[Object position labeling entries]

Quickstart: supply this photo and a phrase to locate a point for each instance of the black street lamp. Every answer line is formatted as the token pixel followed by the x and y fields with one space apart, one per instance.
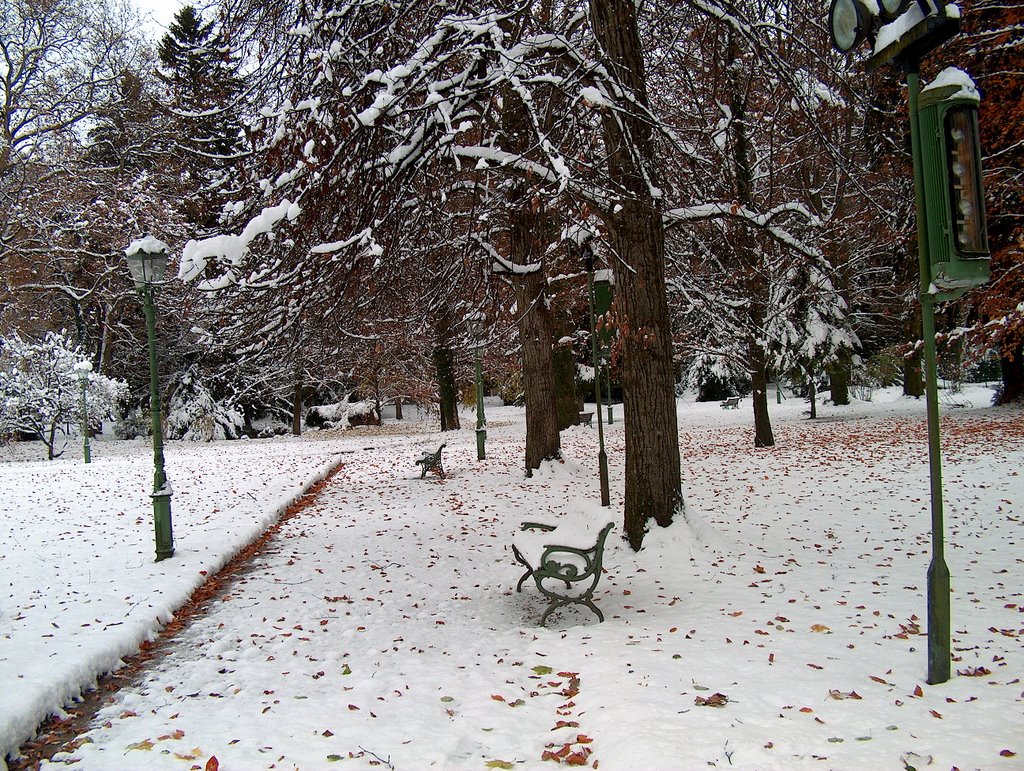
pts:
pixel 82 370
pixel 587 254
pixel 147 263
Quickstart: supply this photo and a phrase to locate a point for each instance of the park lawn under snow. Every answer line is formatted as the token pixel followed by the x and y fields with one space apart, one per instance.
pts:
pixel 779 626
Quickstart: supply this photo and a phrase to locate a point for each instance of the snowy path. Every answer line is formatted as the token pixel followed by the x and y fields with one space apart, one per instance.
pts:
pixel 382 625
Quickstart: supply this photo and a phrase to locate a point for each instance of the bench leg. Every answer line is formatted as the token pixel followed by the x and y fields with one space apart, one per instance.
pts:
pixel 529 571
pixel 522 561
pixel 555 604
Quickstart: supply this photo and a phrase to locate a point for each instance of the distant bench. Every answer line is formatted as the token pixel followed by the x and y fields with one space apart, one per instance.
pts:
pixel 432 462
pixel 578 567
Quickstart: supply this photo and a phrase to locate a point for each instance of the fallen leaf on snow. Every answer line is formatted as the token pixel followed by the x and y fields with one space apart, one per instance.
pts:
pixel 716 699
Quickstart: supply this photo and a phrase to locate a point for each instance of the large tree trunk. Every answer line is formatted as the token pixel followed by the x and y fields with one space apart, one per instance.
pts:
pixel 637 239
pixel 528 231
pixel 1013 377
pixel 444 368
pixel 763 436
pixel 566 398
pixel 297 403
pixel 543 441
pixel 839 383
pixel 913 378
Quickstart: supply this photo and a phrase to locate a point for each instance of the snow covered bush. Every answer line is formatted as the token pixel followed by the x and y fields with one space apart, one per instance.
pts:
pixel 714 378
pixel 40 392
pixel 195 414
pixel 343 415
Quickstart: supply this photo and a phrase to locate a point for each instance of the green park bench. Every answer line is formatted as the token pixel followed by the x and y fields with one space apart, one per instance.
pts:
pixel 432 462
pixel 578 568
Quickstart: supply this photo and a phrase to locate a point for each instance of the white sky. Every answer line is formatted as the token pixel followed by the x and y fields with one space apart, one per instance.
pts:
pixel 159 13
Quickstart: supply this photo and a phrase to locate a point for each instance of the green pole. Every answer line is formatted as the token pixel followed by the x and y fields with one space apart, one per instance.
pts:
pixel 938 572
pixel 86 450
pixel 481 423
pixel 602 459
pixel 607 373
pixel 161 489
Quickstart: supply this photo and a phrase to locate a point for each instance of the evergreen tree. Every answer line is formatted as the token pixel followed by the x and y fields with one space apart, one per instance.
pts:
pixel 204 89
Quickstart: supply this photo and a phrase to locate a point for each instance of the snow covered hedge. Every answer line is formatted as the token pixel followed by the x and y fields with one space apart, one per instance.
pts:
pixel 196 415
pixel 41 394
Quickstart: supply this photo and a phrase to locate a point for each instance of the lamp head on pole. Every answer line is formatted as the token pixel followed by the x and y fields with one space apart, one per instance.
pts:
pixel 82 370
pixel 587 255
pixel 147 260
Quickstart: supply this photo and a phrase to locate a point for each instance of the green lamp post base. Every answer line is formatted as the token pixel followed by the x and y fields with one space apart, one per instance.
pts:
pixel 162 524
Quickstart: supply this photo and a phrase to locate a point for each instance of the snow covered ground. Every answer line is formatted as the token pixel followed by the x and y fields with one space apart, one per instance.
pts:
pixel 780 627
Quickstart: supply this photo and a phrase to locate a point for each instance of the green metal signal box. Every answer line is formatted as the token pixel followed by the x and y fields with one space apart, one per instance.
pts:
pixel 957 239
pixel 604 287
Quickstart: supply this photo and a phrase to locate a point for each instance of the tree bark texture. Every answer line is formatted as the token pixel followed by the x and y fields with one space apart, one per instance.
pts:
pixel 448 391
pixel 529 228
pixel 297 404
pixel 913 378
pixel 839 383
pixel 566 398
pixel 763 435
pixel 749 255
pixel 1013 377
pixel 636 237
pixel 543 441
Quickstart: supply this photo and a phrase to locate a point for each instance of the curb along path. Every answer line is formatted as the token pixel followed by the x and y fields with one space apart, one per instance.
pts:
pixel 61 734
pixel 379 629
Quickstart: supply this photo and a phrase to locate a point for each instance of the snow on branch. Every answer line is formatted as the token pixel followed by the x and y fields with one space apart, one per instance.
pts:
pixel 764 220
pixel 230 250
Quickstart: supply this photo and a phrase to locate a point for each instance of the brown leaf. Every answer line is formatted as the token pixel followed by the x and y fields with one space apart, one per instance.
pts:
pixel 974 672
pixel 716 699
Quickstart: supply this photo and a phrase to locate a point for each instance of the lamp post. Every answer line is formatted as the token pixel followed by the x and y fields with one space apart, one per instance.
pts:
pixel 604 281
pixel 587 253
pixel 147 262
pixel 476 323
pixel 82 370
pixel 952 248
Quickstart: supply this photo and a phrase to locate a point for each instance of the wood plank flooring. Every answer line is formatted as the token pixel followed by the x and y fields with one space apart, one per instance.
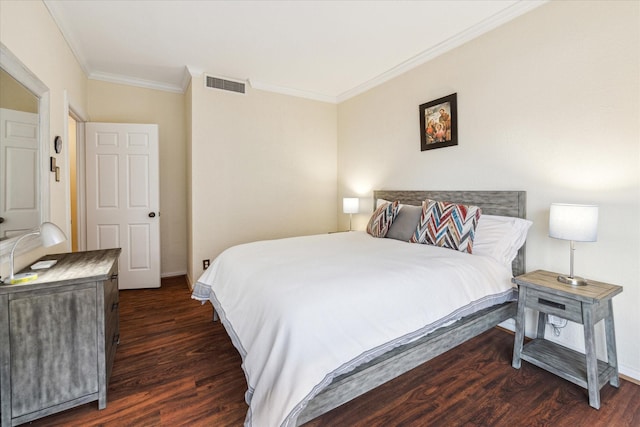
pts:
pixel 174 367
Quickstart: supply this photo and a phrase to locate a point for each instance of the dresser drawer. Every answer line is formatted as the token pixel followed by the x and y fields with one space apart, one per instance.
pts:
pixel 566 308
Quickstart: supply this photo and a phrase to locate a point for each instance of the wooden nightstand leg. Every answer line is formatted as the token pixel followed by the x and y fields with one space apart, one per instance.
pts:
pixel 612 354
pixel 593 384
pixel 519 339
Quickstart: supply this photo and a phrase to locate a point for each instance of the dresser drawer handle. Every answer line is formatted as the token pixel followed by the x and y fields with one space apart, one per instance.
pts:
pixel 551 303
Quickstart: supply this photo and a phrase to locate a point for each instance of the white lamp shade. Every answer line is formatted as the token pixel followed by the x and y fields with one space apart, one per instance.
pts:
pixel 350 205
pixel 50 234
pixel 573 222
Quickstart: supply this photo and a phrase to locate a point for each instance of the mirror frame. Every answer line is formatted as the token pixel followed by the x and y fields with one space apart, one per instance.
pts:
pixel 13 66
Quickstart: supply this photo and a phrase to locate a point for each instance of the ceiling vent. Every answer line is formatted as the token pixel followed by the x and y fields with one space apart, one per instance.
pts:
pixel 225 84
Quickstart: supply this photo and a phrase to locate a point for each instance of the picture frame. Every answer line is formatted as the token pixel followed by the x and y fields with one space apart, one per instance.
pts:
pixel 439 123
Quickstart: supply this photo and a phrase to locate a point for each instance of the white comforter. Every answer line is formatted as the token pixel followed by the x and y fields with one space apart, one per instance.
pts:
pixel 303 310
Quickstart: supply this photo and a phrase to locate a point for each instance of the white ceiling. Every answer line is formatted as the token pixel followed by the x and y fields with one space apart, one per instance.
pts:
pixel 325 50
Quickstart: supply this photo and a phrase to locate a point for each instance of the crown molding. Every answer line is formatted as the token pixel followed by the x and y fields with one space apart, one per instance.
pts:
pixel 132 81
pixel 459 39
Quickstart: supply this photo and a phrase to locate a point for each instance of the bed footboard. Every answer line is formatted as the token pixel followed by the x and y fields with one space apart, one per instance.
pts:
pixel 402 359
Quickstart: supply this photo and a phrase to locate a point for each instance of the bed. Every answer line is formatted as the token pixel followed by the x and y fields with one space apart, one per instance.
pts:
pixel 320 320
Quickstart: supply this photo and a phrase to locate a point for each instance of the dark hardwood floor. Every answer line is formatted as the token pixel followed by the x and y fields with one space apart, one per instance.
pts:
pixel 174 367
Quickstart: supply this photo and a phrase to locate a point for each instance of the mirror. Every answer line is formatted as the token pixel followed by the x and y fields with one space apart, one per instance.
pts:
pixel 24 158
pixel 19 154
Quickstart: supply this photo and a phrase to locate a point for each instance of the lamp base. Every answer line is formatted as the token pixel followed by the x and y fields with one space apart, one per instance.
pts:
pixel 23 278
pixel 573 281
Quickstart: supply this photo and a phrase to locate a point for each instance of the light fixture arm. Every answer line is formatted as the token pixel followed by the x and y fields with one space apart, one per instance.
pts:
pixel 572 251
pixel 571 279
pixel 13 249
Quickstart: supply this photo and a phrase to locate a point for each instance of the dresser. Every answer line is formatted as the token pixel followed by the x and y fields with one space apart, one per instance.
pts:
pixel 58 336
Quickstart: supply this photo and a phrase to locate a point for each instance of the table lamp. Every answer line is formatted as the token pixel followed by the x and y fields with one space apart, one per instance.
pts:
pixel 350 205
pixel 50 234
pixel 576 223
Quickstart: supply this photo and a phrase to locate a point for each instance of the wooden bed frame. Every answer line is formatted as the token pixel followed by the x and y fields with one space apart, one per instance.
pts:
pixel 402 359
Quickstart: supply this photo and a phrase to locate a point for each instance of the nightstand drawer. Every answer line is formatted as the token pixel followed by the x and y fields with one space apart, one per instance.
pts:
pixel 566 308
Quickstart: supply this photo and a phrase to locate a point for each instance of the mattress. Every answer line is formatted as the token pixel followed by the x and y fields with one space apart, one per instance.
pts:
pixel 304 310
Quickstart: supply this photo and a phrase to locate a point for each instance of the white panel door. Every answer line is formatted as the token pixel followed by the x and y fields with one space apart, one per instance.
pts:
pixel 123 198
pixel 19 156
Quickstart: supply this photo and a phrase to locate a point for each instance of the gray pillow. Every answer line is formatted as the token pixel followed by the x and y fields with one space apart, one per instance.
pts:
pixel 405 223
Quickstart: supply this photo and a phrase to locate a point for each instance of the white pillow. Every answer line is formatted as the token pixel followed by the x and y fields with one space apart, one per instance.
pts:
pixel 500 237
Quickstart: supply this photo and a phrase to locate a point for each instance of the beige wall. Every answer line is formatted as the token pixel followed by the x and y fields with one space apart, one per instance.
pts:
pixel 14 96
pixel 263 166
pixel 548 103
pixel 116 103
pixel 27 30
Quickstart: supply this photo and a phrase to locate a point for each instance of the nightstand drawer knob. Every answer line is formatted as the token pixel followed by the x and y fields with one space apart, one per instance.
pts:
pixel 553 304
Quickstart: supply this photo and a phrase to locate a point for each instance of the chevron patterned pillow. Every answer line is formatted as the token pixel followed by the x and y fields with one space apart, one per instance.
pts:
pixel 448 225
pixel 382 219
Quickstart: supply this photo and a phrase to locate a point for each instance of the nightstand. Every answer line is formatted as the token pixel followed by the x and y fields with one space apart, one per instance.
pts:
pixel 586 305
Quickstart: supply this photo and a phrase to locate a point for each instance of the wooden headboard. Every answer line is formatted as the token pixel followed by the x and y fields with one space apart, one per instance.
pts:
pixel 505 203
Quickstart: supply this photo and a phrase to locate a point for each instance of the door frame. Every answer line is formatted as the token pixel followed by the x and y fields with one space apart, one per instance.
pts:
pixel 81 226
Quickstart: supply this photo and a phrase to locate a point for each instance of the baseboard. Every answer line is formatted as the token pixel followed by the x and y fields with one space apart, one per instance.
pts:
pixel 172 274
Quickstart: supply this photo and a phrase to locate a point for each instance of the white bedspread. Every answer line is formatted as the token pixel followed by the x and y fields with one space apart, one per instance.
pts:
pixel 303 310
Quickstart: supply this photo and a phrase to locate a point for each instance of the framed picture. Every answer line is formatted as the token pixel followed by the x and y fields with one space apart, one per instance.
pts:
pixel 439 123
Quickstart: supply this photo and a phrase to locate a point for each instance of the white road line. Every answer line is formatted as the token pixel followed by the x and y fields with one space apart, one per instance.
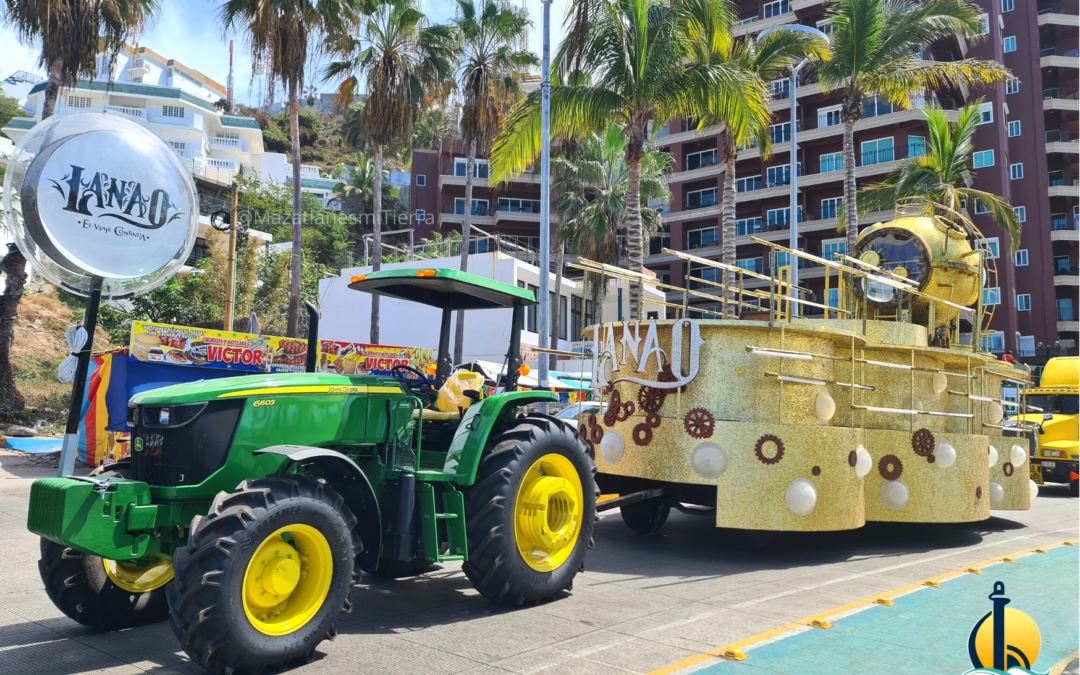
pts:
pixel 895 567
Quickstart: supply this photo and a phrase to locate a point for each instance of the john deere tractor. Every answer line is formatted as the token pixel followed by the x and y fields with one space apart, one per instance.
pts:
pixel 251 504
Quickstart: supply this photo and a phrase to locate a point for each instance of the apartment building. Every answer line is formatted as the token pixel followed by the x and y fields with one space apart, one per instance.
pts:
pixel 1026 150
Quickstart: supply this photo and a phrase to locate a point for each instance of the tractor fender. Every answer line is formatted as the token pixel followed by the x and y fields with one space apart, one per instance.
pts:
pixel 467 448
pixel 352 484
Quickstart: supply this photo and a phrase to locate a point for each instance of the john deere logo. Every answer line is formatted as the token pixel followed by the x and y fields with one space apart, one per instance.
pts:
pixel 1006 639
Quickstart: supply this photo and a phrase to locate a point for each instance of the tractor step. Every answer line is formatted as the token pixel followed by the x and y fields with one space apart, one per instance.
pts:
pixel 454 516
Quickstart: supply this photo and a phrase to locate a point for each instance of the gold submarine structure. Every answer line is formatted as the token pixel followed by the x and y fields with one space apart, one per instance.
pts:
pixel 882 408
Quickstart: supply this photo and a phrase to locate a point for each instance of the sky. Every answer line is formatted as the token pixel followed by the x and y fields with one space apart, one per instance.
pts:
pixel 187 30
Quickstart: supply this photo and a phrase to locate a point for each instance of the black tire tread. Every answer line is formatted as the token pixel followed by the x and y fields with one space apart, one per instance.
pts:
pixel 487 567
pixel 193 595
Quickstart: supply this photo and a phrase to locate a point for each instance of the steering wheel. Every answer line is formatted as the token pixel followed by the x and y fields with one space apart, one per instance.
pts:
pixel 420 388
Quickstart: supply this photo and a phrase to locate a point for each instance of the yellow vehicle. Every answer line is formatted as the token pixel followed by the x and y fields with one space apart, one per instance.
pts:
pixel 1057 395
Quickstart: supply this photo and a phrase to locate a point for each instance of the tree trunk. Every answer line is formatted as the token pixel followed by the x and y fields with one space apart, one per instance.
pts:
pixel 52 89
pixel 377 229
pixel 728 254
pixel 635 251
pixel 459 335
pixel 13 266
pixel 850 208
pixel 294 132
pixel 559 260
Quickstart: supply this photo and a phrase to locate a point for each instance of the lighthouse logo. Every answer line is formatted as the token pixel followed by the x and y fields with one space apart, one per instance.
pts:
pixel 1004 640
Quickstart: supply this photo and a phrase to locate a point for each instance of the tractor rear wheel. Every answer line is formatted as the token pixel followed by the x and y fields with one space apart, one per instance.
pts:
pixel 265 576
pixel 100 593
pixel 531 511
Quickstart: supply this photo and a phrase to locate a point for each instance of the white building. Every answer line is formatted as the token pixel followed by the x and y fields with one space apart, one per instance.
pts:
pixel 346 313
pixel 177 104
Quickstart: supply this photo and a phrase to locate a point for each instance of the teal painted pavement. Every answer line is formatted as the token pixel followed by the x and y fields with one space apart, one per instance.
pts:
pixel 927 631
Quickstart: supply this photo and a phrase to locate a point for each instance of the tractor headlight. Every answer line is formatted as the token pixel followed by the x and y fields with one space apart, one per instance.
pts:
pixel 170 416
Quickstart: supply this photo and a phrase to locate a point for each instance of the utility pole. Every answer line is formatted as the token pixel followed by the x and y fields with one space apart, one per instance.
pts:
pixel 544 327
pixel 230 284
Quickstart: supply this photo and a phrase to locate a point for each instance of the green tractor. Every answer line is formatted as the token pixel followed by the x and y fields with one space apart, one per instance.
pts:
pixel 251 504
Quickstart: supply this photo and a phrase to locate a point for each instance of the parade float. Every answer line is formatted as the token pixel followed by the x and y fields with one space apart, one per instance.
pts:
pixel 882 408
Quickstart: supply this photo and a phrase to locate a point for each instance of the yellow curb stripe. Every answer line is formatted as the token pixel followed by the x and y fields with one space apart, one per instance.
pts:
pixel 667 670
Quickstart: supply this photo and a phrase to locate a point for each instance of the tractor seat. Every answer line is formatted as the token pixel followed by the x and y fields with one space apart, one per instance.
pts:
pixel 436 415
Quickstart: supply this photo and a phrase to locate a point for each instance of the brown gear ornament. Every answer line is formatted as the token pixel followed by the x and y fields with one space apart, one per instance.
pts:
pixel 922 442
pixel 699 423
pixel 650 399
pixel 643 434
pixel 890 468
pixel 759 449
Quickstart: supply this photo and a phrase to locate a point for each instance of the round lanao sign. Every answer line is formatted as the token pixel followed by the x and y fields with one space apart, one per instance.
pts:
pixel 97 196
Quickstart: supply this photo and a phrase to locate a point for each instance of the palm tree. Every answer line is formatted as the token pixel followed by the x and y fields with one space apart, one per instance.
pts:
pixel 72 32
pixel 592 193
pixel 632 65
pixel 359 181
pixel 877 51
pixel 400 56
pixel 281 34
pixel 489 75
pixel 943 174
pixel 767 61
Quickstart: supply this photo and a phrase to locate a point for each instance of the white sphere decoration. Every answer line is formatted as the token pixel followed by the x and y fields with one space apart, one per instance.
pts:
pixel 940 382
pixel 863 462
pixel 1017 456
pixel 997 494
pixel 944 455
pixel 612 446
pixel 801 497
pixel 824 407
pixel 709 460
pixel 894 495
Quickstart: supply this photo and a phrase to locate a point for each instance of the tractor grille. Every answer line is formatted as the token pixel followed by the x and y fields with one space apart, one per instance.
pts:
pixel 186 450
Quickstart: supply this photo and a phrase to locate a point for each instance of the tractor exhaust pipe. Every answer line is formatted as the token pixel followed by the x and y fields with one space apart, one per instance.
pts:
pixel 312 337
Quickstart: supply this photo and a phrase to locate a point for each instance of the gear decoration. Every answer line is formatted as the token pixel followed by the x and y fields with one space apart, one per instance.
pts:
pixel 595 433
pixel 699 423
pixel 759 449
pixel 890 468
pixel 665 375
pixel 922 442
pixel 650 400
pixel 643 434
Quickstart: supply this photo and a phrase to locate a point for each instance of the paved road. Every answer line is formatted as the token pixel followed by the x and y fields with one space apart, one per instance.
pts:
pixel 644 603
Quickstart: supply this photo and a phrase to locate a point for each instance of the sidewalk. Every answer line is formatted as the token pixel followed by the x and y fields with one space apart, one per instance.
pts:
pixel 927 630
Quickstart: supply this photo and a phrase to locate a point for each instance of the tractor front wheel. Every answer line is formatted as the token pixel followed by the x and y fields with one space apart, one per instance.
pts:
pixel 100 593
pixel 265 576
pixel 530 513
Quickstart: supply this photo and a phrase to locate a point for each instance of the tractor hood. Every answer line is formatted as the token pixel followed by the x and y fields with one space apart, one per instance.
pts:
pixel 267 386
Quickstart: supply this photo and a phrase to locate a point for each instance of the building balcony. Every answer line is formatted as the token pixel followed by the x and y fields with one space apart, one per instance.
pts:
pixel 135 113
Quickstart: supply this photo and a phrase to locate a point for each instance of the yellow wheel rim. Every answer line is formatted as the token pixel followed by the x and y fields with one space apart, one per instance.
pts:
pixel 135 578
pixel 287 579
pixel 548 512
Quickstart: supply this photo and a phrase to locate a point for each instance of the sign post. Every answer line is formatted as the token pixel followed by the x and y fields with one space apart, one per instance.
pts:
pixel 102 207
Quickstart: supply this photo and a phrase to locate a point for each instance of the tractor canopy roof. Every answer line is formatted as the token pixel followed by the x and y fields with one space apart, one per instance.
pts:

» DIRECTIVE:
Reproduce everything from the line containing "of the curb" down to the line containing "pixel 230 250", replacing "branch" with "bough" and leaving everything else unchanged.

» FULL OUTPUT:
Quickstart: supply this photo and a phrase to locate a point for each instance of the curb along path. Every answer line is formatted as the token pixel followed by the x and y fields with one space apart, one per instance.
pts:
pixel 61 734
pixel 379 629
Quickstart: supply this photo and a phrase to locate a point for each instance of the snow on bough. Every answer line is formatted as the token pixel followed by the x and y fields with one space apart, one per instance.
pts:
pixel 764 220
pixel 230 250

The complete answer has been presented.